## BRIEF A
In the blog post below, condense the paragraph beginning "First up – what next for MeeGo?" into a short bulleted list that keeps its main facts.

--- START PASSAGE SHOWN ---

Where do we go from here?

community, freesoftware, maemo, meego, work 14 Comments

The post-Elopocalypse angst has been getting me down over the past few days. It’s against my nature to spend a lot of time worrying about things that are decided, done, dusted. It was Democritus, I think, who said that only a fool worries about things over which he has no control, and I definitely identify with that. It seems that a significant number of people on mailing lists I’m subscribed to don’t share this character trait.

I prefer to roll with the punches, to ask, “where do we go from here?” – we have a new landscape, with Nokia potentially being a lot less involved in MeeGo over the coming months. Will they reduce their investment in 3rd party developers? Perhaps. I expect them to. Will they lay some people off? I bet that there will be a small layoff in MeeGo Devices, but I’d wager that there will be bigger cuts in external contracts. In any case, this is something over which I have no control.

First up – what next for MeeGo? While MeeGo is looking a lot less attractive for application developers now, I still think there’s a great value proposition for hardware vendors to get behind it in vertical markets. Intel seem committed, and MeeGo (even with Nokia reducing investment) is much broader than one company now. A lot of people are betting the bank on it being a viable platform. So I think it will be, and soon.

Will I continue contributing time & effort to MeeGo? My reasons for contributing to MeeGo were not dependent on Nokia’s involvement, so yes, but I will be carefully eyeing business opportunities as well. I’d be lying if I said that I didn’t expect to get some business from a vibrant MeeGo ecosystem, and now I will need to explore other avenues. But the idea of collaborating on a core platform and building a set of free software form-factor specific UIs is still appealing. And I really do like the Maemo/MeeGo community a lot.

Luckily, the time to market difficulties that Nokia experienced are, in my opinion, issues of execution rather than inherent problems in working with free software. Companies have a clear choice between embracing proprietary-style development and treating upstream as “free code” (as Google have with Android), or embracing community-style development and working “The Open Source Way” (as Red Hat have learned to do). Nokia’s problems came from the hybrid approach of engage-but-keep-something-back, which prevented them from leveraging community developers as co-developers, while at the same time imposing all the costs of growing and supporting a large community.

--- END PASSAGE SHOWN ---

## BRIEF B
In the entries below, begin at the line that has "like x=145 y=233." and stop at the end of the entries. Reproduce those lines with "benchmark" switched to "evaluation" throughout, leaving everything else unchanged.

--- START DATA ENTRIES ---

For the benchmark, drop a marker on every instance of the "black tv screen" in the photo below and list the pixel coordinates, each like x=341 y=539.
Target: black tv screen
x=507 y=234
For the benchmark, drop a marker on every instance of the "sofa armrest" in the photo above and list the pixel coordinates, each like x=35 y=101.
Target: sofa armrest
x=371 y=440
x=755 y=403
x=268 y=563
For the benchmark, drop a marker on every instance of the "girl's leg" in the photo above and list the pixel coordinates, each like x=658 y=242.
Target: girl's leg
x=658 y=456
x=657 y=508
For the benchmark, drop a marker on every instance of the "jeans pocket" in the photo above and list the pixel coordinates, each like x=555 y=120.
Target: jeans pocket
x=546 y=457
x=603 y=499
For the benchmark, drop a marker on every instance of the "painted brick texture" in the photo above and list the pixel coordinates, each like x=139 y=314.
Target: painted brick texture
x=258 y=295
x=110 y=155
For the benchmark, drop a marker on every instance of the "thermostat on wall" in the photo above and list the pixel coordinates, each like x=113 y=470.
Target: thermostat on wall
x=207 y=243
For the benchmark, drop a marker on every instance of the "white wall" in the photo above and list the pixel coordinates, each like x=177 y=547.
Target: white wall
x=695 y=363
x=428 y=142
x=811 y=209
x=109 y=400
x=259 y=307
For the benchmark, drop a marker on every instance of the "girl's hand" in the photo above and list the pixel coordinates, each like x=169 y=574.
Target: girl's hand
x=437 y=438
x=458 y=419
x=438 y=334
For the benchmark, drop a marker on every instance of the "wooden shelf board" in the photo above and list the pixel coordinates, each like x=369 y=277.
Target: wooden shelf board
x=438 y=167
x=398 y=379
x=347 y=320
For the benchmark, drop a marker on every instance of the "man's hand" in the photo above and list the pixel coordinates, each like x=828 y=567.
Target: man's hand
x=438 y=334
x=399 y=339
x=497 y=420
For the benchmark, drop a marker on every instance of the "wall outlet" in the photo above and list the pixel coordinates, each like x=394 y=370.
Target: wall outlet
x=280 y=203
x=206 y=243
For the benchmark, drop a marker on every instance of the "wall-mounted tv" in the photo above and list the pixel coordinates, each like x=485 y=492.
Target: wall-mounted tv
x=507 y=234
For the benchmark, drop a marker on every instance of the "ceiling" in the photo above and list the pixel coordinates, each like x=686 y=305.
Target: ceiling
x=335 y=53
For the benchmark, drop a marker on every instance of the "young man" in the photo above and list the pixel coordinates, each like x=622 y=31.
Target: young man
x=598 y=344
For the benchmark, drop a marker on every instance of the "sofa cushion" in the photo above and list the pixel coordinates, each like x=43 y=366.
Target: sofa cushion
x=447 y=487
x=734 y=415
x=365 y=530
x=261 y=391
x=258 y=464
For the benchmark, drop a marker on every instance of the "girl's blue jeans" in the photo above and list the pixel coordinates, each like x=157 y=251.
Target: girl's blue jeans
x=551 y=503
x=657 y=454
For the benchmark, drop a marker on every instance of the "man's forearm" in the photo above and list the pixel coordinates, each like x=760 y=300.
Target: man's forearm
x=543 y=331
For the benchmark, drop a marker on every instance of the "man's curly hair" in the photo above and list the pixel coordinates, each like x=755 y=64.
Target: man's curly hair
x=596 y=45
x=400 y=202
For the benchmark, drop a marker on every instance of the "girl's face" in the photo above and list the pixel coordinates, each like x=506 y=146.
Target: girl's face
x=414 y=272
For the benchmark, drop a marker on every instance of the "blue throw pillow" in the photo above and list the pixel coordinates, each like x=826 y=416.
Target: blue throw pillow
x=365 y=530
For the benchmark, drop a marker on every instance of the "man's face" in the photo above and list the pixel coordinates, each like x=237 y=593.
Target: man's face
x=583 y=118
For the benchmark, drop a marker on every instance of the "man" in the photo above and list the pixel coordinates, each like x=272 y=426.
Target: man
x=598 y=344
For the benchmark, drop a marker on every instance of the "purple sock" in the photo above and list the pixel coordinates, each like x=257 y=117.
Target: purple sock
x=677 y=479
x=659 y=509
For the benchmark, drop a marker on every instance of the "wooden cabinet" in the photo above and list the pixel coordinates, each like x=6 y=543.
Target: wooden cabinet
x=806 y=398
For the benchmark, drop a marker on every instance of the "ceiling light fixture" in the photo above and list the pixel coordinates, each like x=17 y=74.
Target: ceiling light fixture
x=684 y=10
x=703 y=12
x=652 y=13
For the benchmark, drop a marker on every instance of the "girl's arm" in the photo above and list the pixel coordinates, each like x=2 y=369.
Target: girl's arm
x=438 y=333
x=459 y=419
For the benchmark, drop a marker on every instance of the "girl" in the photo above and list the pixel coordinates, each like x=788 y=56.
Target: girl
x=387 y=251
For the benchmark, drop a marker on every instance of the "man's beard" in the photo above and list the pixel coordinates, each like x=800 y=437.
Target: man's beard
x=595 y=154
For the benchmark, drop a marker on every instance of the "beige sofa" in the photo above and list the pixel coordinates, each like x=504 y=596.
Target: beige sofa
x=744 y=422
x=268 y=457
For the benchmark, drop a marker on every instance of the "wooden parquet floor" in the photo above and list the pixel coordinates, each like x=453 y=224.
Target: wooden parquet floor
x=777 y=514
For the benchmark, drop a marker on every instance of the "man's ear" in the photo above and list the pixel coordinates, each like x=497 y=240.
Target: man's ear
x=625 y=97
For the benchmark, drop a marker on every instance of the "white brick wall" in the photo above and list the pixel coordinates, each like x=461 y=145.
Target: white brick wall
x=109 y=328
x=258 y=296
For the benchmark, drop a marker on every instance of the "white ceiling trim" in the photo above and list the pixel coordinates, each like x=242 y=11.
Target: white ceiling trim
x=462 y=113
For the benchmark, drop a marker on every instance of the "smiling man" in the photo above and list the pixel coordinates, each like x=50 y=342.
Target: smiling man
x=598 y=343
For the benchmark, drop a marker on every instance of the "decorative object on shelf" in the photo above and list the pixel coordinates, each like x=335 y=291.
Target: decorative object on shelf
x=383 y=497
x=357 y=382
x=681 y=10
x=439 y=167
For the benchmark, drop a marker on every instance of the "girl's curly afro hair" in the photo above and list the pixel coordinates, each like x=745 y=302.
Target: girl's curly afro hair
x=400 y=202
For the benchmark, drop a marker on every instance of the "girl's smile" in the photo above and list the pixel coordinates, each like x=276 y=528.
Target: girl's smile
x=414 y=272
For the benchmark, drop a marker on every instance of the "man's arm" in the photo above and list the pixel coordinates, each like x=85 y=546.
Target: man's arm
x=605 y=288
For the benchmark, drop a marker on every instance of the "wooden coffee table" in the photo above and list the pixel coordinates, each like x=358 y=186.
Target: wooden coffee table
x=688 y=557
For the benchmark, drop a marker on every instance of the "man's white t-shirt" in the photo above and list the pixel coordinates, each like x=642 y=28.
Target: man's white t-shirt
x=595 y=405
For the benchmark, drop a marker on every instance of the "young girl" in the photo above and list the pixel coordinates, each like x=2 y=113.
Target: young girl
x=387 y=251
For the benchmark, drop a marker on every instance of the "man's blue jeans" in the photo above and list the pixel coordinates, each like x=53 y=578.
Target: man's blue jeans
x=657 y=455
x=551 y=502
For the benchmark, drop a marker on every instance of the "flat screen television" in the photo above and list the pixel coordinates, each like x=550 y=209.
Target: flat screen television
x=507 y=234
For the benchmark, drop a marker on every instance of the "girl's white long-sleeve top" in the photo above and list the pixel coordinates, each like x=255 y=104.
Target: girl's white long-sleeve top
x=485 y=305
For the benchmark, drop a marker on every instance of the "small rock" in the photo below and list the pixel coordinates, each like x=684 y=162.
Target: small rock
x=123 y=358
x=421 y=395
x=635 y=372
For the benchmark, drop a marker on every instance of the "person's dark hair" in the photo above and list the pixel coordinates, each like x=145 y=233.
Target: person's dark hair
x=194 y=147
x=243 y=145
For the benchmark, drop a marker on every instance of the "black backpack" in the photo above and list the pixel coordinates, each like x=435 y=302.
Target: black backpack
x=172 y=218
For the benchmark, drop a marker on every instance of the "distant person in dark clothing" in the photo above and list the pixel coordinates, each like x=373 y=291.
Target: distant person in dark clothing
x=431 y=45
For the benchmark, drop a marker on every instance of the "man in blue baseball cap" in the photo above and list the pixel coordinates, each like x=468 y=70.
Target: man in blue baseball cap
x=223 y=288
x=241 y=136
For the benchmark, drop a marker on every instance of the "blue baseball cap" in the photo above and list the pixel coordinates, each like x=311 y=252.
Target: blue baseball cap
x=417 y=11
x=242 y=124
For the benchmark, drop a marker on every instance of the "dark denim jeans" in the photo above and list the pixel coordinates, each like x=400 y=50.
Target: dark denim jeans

--- END DATA ENTRIES ---

## EXERCISE SOLUTION A
- MeeGo now looks much less attractive to application developers.
- Hardware vendors in vertical markets still have strong reasons to back it.
- Intel seems committed to MeeGo.
- Even with Nokia cutting its investment, MeeGo is now much broader than one company.
- Many people are betting heavily on it becoming a viable platform, and the writer expects it to get there soon.

## EXERCISE SOLUTION B
For the evaluation, drop a marker on every instance of the "person's dark hair" in the photo above and list the pixel coordinates, each like x=145 y=233.
Target: person's dark hair
x=194 y=147
x=243 y=145
For the evaluation, drop a marker on every instance of the "black backpack" in the photo above and list the pixel coordinates, each like x=435 y=302.
Target: black backpack
x=172 y=218
For the evaluation, drop a marker on every instance of the "distant person in dark clothing" in the photo above and list the pixel coordinates, each like x=373 y=291.
Target: distant person in dark clothing
x=431 y=45
For the evaluation, drop a marker on every instance of the "man in blue baseball cap" in the photo above and list the pixel coordinates, each like x=468 y=70.
Target: man in blue baseball cap
x=223 y=288
x=241 y=136
For the evaluation, drop a marker on every instance of the "blue baseball cap" in the photo above and list the pixel coordinates, each like x=311 y=252.
Target: blue baseball cap
x=417 y=11
x=242 y=124
For the evaluation, drop a marker on every instance of the "dark denim jeans" in the photo above and list the pixel coordinates, each like x=400 y=50.
Target: dark denim jeans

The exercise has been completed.